• _Task prompt_: Give back every one of the items below word for word, keeping each line unchanged and in its original order.

--------

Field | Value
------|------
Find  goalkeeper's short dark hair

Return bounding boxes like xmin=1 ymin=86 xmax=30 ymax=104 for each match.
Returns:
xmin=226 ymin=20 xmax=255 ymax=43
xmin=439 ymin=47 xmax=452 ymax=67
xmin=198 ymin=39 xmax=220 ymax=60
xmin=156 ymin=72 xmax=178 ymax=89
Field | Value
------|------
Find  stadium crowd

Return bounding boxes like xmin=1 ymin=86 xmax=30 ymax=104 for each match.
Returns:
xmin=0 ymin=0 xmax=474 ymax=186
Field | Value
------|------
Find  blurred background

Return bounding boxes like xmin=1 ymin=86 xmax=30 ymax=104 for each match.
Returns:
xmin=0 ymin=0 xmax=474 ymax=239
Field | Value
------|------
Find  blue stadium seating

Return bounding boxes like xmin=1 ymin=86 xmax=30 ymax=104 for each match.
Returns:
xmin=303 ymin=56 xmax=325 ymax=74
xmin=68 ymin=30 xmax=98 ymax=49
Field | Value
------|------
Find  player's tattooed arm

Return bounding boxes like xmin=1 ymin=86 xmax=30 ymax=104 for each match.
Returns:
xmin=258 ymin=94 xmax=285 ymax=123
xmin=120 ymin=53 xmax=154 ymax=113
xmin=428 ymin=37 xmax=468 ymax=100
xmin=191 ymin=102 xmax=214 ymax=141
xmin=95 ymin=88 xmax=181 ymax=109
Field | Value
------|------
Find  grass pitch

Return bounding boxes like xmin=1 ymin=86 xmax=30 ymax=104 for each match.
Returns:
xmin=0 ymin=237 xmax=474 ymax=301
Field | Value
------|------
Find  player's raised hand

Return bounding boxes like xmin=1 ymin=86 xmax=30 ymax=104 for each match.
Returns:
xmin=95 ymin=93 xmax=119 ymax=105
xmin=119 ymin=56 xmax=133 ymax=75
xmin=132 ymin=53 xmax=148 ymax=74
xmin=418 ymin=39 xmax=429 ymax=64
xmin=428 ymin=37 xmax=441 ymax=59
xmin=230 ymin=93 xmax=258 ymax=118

--------

• _Correct result_:
Field | Value
------|------
Find  goalkeeper's short dark hair

Return bounding boxes like xmin=1 ymin=86 xmax=30 ymax=104 for each match.
Returns:
xmin=226 ymin=20 xmax=255 ymax=43
xmin=439 ymin=47 xmax=452 ymax=67
xmin=198 ymin=39 xmax=220 ymax=60
xmin=156 ymin=72 xmax=178 ymax=89
Field | Value
------|------
Find  stadium crowd

Return bounding boxes like xmin=1 ymin=86 xmax=30 ymax=104 for each match.
Returns:
xmin=0 ymin=0 xmax=474 ymax=186
Field | Value
------|------
Find  blurred background

Return bounding boxes like xmin=1 ymin=86 xmax=30 ymax=104 for each match.
Returns:
xmin=0 ymin=0 xmax=474 ymax=239
Field | Value
------|------
Find  blue stadium seating

Return bounding boxes like xmin=1 ymin=86 xmax=30 ymax=104 for each match.
Returns:
xmin=303 ymin=56 xmax=325 ymax=74
xmin=68 ymin=30 xmax=98 ymax=49
Field | Value
------|------
Find  player's tattooed arm

Return bounding boxes like xmin=1 ymin=86 xmax=30 ymax=104 for each match.
Returns:
xmin=258 ymin=94 xmax=285 ymax=123
xmin=120 ymin=53 xmax=154 ymax=113
xmin=428 ymin=37 xmax=468 ymax=100
xmin=191 ymin=102 xmax=214 ymax=141
xmin=95 ymin=88 xmax=181 ymax=109
Field | Value
------|------
Find  grass pitch

Return bounding boxes like xmin=1 ymin=86 xmax=30 ymax=104 for each match.
Returns:
xmin=0 ymin=237 xmax=474 ymax=301
Field | Value
------|------
Find  player's raised hand

Return bounding boxes like xmin=1 ymin=86 xmax=30 ymax=104 for each match.
Returns:
xmin=95 ymin=93 xmax=119 ymax=105
xmin=119 ymin=56 xmax=133 ymax=75
xmin=132 ymin=53 xmax=148 ymax=74
xmin=418 ymin=39 xmax=429 ymax=64
xmin=428 ymin=37 xmax=441 ymax=59
xmin=230 ymin=93 xmax=258 ymax=118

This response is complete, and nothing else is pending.